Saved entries
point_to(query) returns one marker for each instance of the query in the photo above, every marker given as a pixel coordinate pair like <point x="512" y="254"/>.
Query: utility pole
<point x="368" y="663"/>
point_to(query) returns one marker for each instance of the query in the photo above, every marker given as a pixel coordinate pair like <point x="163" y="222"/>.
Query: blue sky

--

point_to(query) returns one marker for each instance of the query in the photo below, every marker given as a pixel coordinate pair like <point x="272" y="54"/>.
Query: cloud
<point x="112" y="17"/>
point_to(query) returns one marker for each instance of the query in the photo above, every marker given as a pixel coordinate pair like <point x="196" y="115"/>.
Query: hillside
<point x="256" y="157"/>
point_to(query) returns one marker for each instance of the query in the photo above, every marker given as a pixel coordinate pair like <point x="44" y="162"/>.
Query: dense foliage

• _Task brief_
Given the data above, transcribe exactly the lines from the one containing "Query: hillside" down to the one containing "Query: dense foliage", and no others.

• _Problem solution_
Query: hillside
<point x="256" y="157"/>
point_to(query) returns one marker for each instance of the query in the photo above, every marker given as a pixel coordinate pair like <point x="44" y="162"/>.
Query: dense foliage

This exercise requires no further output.